[START Given data]

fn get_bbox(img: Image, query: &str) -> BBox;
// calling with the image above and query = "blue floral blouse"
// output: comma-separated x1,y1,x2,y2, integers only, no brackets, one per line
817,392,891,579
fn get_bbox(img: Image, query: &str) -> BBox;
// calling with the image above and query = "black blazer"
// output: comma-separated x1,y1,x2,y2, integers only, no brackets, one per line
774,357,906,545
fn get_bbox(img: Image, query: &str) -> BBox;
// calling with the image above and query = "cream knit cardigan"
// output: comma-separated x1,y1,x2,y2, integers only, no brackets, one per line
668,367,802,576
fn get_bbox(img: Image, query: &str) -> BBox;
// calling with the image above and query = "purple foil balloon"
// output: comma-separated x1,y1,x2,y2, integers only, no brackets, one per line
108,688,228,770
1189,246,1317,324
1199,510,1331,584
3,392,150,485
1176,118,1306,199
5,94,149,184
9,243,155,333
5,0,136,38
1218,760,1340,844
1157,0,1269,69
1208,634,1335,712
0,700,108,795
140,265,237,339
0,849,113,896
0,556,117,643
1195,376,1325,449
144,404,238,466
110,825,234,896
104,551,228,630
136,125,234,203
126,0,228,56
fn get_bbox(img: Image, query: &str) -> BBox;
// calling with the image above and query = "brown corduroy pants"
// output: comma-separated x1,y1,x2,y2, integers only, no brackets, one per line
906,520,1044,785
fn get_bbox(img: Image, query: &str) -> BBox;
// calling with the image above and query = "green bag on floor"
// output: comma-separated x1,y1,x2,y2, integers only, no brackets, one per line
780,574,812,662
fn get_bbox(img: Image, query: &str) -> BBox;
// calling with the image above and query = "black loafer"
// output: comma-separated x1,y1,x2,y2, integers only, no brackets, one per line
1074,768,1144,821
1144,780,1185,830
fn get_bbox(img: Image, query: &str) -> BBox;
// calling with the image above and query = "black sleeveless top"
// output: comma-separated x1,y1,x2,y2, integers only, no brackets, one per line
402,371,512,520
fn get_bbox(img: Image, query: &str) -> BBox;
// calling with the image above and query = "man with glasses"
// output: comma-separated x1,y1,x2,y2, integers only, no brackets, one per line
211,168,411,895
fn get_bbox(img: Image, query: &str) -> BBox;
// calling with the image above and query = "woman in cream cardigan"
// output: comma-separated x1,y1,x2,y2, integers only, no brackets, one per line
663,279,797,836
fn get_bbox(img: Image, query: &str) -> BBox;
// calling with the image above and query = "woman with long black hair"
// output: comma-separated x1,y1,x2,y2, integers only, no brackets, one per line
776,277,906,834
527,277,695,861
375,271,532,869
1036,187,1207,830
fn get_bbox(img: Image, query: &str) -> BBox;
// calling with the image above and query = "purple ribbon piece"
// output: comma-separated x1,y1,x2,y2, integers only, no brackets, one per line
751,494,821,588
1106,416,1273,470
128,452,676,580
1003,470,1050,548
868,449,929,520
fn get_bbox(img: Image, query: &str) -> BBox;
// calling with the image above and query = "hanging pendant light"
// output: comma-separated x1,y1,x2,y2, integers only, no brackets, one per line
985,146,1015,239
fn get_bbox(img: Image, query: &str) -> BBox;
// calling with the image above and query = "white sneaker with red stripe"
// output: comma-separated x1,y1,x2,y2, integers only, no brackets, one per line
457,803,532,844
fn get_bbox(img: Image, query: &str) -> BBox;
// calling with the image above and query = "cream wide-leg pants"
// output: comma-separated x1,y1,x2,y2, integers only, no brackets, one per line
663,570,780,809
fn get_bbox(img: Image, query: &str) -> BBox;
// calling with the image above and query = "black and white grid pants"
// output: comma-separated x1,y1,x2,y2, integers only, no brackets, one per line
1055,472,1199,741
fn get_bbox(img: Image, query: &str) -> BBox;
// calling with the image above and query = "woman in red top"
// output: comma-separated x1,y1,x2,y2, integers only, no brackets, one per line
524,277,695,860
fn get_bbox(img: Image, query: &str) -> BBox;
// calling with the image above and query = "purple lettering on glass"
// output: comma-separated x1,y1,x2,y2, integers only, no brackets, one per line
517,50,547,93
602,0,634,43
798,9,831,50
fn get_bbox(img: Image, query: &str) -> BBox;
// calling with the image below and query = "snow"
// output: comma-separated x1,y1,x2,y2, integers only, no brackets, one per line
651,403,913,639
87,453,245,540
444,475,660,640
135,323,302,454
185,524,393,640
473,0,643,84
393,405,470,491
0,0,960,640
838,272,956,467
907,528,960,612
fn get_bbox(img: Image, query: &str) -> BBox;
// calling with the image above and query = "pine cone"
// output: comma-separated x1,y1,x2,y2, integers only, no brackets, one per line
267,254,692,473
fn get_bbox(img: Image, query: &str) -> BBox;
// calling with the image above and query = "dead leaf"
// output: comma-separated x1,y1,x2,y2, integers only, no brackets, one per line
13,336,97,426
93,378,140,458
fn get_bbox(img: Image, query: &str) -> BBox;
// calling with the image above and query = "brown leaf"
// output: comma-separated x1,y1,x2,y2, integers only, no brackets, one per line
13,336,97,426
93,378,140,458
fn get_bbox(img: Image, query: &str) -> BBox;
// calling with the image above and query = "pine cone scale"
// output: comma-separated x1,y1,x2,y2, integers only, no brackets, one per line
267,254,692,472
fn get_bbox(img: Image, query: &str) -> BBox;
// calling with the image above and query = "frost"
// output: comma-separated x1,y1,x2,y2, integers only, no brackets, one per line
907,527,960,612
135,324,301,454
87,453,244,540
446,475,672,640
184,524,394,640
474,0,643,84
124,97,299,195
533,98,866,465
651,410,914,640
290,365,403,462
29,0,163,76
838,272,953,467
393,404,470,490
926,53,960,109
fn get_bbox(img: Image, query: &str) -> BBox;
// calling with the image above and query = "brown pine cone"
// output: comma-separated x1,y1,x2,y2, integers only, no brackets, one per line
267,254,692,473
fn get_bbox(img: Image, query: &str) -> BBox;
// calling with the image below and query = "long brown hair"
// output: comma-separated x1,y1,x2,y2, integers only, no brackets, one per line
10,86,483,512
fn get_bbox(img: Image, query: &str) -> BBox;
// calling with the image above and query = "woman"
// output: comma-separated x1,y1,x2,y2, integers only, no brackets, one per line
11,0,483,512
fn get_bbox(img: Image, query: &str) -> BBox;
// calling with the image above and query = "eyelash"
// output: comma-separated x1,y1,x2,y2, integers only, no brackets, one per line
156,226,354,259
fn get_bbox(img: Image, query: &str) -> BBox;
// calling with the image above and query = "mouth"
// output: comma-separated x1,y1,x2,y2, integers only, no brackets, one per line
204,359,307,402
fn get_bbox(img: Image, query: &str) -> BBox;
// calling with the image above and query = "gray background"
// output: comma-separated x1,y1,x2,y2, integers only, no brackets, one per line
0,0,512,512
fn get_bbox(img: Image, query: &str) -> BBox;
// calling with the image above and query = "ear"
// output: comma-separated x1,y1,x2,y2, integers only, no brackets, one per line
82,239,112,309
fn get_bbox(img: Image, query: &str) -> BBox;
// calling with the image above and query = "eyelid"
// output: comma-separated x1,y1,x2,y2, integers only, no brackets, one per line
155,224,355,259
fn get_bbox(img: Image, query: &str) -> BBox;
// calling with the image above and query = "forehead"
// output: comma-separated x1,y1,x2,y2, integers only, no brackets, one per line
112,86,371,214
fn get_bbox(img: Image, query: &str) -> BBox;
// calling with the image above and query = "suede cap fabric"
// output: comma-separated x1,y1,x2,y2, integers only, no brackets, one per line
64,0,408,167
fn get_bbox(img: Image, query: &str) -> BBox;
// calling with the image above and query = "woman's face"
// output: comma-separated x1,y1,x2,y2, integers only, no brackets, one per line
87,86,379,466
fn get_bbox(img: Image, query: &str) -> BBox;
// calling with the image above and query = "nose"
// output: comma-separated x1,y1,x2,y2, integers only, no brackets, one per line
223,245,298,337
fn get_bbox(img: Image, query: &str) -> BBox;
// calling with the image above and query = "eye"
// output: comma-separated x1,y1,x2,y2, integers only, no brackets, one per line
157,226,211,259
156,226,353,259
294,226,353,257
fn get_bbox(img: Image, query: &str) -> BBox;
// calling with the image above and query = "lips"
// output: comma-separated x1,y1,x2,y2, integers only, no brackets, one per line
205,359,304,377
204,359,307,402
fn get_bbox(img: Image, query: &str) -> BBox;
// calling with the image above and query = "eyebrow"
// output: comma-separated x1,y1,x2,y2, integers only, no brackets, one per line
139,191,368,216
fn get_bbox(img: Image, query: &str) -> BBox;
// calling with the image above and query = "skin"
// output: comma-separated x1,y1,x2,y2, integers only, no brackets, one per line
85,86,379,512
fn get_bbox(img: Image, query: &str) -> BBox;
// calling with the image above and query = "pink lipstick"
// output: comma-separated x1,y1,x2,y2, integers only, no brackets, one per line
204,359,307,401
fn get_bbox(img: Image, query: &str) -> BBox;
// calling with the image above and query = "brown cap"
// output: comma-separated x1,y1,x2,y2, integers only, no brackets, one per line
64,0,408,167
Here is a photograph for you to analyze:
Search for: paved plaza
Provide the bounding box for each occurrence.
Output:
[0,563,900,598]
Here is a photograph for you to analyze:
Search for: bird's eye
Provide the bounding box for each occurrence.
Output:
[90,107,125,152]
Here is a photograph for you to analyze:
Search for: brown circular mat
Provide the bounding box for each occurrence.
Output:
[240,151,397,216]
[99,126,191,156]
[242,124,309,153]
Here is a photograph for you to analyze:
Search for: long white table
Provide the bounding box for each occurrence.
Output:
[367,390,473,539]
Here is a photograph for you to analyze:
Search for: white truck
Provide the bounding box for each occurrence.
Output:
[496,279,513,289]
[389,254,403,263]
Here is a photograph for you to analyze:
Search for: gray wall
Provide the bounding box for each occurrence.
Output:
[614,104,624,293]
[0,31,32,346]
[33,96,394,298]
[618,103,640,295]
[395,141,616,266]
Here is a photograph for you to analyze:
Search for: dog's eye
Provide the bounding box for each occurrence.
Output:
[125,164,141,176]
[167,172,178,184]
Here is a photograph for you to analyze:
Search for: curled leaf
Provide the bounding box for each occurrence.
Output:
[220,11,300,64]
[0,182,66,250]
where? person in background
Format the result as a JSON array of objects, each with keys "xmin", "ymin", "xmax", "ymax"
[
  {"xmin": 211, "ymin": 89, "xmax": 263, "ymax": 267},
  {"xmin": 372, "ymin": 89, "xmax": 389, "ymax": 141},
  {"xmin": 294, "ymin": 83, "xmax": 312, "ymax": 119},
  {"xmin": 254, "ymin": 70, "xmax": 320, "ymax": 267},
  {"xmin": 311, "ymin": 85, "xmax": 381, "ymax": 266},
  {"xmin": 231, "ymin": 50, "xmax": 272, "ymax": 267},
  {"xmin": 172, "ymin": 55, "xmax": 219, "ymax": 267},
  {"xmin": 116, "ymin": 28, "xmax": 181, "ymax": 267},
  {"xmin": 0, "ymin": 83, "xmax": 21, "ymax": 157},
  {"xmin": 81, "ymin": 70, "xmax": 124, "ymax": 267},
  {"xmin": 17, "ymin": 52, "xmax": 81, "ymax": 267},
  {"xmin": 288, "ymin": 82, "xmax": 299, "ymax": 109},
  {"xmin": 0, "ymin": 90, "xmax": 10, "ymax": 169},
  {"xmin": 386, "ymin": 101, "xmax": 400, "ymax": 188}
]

[END Given data]

* Task directions: Can you switch each "calling" to "invoking" in the items from the very first line through the line containing "668,367,802,576", and return that span with nothing else altered?

* Task answer:
fn get_bbox(img: Image, query: &str) -> BBox;
// invoking with the image above and query = "blue floral blouse"
// output: comma-separated x1,y1,x2,y2, integers only, no brackets, one per line
817,392,891,579
fn get_bbox(img: Image, query: &str) -> BBox;
// invoking with the image above and query = "black blazer"
// output: comma-separated x1,y1,x2,y2, integers only, no brackets, one per line
774,357,906,545
fn get_bbox(img: Image, query: &str) -> BBox;
// invoking with the image above and query = "cream knit cardigan"
// output: comma-separated x1,y1,x2,y2, integers only, no brackets, one per line
668,367,802,576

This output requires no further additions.